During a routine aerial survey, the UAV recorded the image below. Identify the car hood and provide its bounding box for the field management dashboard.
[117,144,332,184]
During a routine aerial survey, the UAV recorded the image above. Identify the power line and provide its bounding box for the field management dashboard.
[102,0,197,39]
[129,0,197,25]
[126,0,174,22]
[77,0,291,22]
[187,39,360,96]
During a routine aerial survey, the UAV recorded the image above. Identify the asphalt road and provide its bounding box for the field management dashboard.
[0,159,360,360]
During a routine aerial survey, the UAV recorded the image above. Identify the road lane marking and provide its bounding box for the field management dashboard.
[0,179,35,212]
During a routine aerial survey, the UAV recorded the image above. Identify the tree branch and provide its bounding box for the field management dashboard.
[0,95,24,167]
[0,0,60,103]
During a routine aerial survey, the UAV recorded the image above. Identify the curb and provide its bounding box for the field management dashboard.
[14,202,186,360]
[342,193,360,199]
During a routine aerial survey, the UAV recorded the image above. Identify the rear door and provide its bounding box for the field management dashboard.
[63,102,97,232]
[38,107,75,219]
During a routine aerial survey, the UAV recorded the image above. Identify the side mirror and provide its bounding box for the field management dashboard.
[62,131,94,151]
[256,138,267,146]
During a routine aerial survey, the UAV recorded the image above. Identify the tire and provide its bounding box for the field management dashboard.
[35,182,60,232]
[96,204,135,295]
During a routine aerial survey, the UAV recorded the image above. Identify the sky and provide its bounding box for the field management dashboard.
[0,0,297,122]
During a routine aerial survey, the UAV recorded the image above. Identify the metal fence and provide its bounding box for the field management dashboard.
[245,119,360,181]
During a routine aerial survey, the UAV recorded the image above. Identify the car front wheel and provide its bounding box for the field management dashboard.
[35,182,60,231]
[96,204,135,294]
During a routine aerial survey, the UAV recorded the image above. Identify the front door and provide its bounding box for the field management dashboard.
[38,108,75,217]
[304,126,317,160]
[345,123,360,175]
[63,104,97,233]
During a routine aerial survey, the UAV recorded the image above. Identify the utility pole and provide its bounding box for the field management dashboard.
+---+
*What the task requires:*
Copy each item above verbatim, keeping the original order and line breaks.

*Problem solution:*
During a routine aerial survey, the UAV recorded the image below. Identify the car hood and provide its bounding box for the field management dashboard.
[117,144,332,184]
During a routine aerial survey, the UAV recorded the image above. Identify the power line and provide its bounding box for the field management dashboard.
[102,0,197,39]
[129,0,197,25]
[126,0,174,22]
[77,0,291,22]
[187,39,360,96]
During a routine aerial survey, the UAV recorded the image above. Identify the asphalt road and provide its bounding box for the field management dashboard.
[0,159,360,360]
During a routine aerial survey, the UAV recorded the image above. Identify the road lane marking and provide its bounding box for the field management dashboard.
[0,179,35,212]
During a routine aerial survey, the UAV recorded the image above. Identify the tree branch and provide its bounding box for the field management dashboard.
[0,95,24,167]
[0,0,60,103]
During a routine aerial survey, the UAV recorded the image above. Identify the curb and provide its bounding box for the field management dashboard.
[14,202,186,360]
[342,193,360,199]
During a routine aerial survey, the UAV recorded the image above. Identify the rear door and provide its bounding box for the field management dashboard.
[63,102,97,232]
[38,107,75,219]
During a routine aerial survey, the UAV recorded the image above. Identify the side mirror and provide its bounding box for the field management dashboard.
[62,131,94,151]
[256,138,267,146]
During a routine aerial survey, the UAV recorded the image above. Identify the tire and provide its bounding box for the field management dashboard.
[35,182,60,232]
[96,204,135,295]
During a routine aerial survey, the UAV recorded the image above. Identify the sky and provide its bounding box for the field management dashboard.
[0,0,297,122]
During a routine aerial survey, the UAV recorded the image above. Identify the metal fence and provide its bounding box for the field management dashboard.
[245,119,360,181]
During a routine aerial survey, the UAV recorded the image above. Identify the car front wheel and provide its bounding box for the field management dashboard.
[35,182,60,231]
[96,204,135,294]
During a routine aerial survey, the UAV recorded the image above. Identify the front door and provide its bounding box for the field management dashboard.
[38,108,75,217]
[304,126,317,160]
[345,123,360,175]
[63,104,97,233]
During a routine aerial survey, the UAV recorded the image above. Identify the utility pole and provide its bounding box for the field management dashboard.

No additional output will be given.